§ **Excerpt provided**:
▬▬▬▬▬▬

The second layer is harness mechanisms. Here the paper focuses on planning, memory, and tool use for long-horizon execution, plus feedback-driven control and optimization. The point is to make the harness reliable and adaptive rather than brittle.

The third layer is scaling from single-agent to multi-agent systems. In that setting, shared code artifacts can support coordination, review, and verification across multiple agents. That is a useful lens for systems where several workers need to agree on state, inspect each other’s outputs, or divide responsibilities.

Seen together, these layers describe code not as a side effect of agent behavior, but as the operating surface where the agent’s behavior becomes executable and checkable.

What the paper actually shows

Because this is a survey, the abstract does not report a new benchmark, a model release, or an experimental comparison. There are no numbers in the abstract to cite, so the paper should be read as a conceptual and organizational contribution rather than a results paper.

What it does provide is a map of representative methods and applications. The survey spans coding assistants, GUI and OS automation, embodied agents, scientific discovery, personalization and recommendation, DevOps, and enterprise workflows. That range is important because it shows the harness idea is not limited to one narrow coding benchmark.

The paper also highlights open challenges that are practical rather than theoretical. These include evaluation beyond final task success, verification when feedback is incomplete, regression-free harness improvement, consistent shared state across multiple agents, human oversight for safety-critical actions, and support for multimodal environments.

That list is a strong signal about where current agent systems still struggle. It suggests that even if the model can produce plausible steps, the surrounding code layer still has to deal with state, error recovery, and safety in ways that are hard to capture with a single end metric.

Why developers should care

If you are building agentic software, this paper is useful because it pushes you to think like a systems engineer, not just a prompt engineer. The harness is where the agent becomes something you can run, inspect, retry, and verify.

That framing matters for production. A code-centric harness can make it easier to represent long-running workflows, preserve state across steps, and create explicit checkpoints for verification. It can also make failures more diagnosable, because the agent’s actions are mediated through code rather than hidden inside a free-form text stream.

At the same time, the paper is clear about the hard parts. Shared state across multiple agents is still tricky. Safety-critical actions still need human oversight. And evaluation based only on whether the final task succeeded is not enough to tell you whether the harness is actually robust.

For teams shipping agents into real workflows, that means the interesting question is not just “Can the model do the task?” It is “Can the code layer around the model make the task executable, verifiable, and stateful under messy real-world conditions?”

What this means in practice

The most practical takeaway is that code should be treated as infrastructure for agents, not just as a language the model happens to speak. That changes how you might design an agent stack: more explicit interfaces, more internal state management, more verification hooks, and more attention to how multiple agents share artifacts.

The survey does not claim that this approach solves agent reliability. It does, however, argue that a unified harness perspective can help organize the next wave of agent engineering. For anyone building coding assistants, automation systems, or multi-agent workflows, that is a useful shift in perspective.

• Code is presented as the operational layer for agent reasoning and action.
• The survey organizes the field into interface, mechanisms, and scaling to multi-agent systems.
• Its main value is a practical framework for building executable and verifiable agent systems.

In other words, the paper is less about a single breakthrough model and more about a design pattern for the agent era. If code is the harness, then agent quality depends as much on the surrounding system as on the model inside it.

▬▬▬▬▬▬

§ **Provided records**:
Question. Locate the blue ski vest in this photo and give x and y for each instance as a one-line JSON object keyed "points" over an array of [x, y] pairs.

▬▬▬▬▬▬

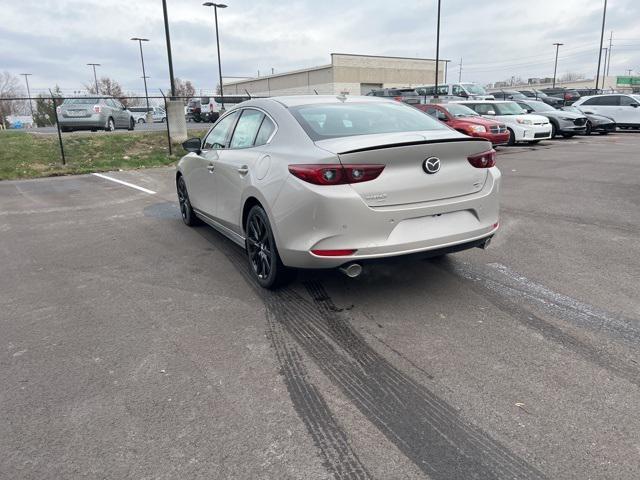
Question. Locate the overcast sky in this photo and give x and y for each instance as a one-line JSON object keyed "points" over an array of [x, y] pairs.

▬▬▬▬▬▬

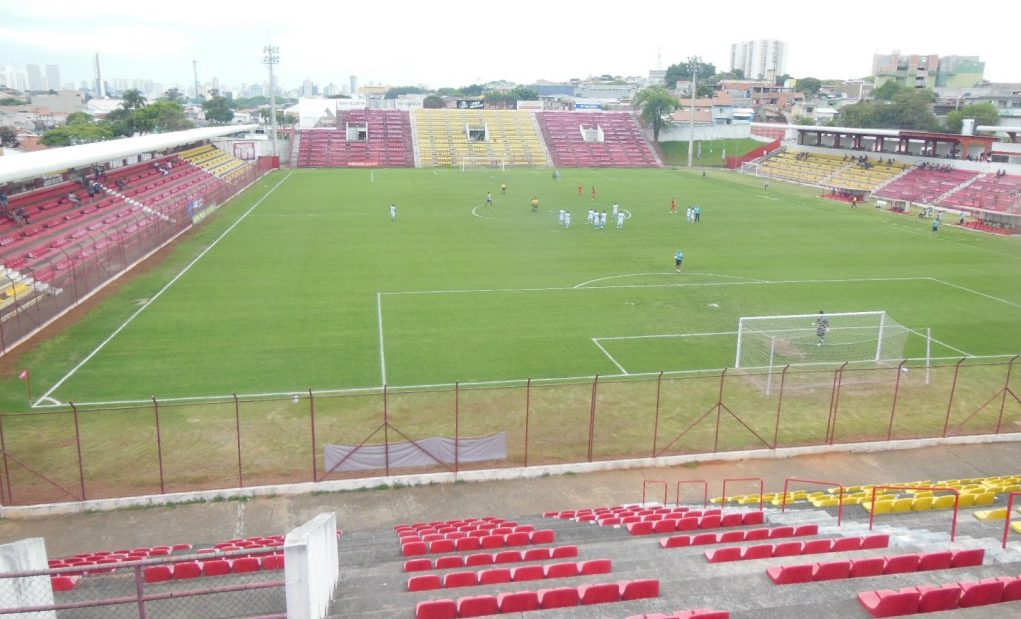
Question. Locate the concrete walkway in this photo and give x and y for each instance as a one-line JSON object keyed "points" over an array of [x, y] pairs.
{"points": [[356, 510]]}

▬▬▬▬▬▬

In two sentences, summarize the excerpt on code as an agent harness.

§ **Task response**:
The excerpt describes a survey that treats code as the operational layer for agents and organizes the field into interface, harness mechanisms such as planning, memory, and tool use, and scaling to multi-agent systems, offering a conceptual map of methods and applications rather than new benchmark results. It notes open challenges, including evaluation beyond final task success, consistent shared state across multiple agents, and human oversight for safety-critical actions, and concludes that developers should treat code as infrastructure for agents because agent quality depends as much on the surrounding system as on the model.